*** Input data ***
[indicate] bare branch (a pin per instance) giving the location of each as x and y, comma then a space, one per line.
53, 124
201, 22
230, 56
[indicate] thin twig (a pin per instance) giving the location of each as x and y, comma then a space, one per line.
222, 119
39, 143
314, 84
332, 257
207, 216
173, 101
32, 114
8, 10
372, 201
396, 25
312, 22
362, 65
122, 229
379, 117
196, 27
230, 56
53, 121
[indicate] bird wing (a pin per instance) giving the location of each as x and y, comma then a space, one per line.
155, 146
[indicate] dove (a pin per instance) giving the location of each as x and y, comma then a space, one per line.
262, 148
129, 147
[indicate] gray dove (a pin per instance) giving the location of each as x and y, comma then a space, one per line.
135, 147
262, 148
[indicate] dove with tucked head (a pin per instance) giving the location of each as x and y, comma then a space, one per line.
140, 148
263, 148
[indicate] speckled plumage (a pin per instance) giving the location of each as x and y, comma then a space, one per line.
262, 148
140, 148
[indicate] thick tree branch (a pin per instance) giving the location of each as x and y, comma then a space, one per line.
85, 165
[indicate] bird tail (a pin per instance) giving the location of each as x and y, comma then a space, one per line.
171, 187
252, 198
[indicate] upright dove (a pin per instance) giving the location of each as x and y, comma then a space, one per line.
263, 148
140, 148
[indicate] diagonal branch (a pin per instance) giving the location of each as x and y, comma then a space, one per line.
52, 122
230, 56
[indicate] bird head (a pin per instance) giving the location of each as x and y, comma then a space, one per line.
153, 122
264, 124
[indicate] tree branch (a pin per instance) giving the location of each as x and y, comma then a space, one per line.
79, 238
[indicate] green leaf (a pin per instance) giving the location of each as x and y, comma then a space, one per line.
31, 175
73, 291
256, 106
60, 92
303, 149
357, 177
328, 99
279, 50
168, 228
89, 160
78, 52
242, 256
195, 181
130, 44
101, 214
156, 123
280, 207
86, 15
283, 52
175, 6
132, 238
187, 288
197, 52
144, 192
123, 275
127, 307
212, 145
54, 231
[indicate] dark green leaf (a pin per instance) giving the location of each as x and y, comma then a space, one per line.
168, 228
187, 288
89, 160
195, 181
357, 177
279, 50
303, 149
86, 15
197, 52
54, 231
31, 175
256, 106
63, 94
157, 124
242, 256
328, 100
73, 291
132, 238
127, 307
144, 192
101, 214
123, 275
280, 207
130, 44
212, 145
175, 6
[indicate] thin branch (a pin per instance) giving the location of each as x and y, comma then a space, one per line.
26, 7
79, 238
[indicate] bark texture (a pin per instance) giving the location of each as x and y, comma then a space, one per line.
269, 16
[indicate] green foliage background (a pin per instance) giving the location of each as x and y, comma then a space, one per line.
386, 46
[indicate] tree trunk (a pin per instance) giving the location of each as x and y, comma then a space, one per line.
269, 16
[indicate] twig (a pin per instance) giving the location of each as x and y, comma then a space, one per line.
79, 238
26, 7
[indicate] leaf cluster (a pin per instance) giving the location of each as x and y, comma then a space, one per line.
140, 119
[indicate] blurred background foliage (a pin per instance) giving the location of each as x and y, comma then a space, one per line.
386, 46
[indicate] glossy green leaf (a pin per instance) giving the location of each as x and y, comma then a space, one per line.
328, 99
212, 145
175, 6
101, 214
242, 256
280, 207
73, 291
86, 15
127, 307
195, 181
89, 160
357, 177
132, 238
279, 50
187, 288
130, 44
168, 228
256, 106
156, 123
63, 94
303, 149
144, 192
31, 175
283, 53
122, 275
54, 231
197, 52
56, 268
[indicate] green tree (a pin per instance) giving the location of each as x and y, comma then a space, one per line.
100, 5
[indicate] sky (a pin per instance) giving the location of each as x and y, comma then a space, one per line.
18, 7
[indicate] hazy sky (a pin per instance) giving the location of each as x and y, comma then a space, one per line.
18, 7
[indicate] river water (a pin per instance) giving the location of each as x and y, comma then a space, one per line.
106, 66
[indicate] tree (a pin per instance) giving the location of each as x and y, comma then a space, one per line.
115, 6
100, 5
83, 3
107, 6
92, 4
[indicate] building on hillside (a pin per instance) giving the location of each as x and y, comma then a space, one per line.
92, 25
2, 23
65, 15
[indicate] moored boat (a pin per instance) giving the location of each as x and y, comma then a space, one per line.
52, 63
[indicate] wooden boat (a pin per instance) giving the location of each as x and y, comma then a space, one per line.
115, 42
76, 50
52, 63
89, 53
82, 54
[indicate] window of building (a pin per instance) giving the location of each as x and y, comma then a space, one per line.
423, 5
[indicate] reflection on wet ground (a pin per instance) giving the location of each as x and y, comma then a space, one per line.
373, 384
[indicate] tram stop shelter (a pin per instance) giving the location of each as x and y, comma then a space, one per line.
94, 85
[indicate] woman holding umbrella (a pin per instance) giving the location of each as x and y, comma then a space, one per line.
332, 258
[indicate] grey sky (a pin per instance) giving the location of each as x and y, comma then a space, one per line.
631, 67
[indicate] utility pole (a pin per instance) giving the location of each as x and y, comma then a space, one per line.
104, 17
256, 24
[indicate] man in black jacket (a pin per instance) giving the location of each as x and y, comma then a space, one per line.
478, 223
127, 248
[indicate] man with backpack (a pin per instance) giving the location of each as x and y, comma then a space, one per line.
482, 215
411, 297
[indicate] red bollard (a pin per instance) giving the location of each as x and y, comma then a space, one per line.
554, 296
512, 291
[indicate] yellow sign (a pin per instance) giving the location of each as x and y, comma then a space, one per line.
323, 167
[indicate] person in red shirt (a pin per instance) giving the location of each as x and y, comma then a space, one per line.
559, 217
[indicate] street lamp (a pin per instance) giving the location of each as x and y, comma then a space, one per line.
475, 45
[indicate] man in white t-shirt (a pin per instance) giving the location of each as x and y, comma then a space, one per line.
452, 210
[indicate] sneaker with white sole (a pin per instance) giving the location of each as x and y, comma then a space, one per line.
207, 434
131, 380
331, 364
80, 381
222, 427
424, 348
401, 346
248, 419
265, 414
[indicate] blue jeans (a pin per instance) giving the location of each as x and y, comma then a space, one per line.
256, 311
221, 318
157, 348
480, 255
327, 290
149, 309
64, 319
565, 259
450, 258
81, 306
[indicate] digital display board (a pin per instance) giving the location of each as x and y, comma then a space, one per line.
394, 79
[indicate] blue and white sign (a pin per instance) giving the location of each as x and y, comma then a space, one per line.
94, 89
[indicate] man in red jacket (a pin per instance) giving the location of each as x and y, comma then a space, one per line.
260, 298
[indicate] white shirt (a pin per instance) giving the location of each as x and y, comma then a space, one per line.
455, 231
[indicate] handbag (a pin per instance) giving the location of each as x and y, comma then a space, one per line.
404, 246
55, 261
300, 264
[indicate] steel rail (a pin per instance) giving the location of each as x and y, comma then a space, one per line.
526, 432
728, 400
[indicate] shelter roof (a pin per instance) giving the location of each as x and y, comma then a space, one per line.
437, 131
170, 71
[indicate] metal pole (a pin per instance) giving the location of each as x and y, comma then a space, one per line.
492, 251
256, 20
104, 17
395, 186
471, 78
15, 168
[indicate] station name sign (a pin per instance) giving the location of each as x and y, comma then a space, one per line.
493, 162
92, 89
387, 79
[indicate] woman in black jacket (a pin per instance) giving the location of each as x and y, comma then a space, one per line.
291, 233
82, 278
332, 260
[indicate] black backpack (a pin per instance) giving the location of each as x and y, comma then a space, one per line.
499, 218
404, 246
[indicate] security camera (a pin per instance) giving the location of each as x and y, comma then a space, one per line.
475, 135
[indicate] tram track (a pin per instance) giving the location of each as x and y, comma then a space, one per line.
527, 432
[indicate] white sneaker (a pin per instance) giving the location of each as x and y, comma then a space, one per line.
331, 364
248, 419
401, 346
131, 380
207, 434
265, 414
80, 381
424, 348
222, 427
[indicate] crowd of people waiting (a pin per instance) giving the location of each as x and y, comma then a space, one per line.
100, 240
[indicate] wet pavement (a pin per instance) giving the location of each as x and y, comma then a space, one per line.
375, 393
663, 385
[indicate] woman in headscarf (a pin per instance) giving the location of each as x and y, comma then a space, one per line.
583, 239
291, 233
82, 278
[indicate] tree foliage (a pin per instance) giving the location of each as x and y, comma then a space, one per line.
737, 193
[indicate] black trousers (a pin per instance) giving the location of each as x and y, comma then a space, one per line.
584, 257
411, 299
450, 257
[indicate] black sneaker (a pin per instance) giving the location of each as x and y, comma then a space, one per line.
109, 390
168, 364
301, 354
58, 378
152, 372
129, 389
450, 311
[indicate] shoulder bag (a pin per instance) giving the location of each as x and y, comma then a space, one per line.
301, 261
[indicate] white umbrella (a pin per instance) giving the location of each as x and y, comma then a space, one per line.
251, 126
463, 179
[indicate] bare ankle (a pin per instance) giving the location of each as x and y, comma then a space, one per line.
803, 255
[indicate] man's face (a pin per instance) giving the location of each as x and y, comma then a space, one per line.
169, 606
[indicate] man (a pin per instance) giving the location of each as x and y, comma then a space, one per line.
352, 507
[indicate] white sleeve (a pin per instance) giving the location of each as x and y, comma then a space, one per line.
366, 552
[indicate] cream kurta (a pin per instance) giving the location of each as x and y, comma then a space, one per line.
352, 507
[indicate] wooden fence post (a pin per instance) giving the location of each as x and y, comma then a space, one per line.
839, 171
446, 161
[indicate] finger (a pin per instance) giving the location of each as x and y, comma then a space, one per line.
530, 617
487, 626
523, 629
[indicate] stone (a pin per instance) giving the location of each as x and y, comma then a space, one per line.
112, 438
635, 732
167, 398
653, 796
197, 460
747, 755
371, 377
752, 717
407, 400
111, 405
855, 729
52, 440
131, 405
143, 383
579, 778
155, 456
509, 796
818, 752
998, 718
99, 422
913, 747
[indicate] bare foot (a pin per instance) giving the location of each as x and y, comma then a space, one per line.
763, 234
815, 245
***
**Problem**
Through the last line of the entries above, beginning at the line containing "[indicate] bare foot", transcribe each line exactly, both ends included and nothing more.

**Answer to the exercise**
[indicate] bare foot (a pin per instance) giving the location of each as x and y, comma then a space, one per line.
763, 234
815, 245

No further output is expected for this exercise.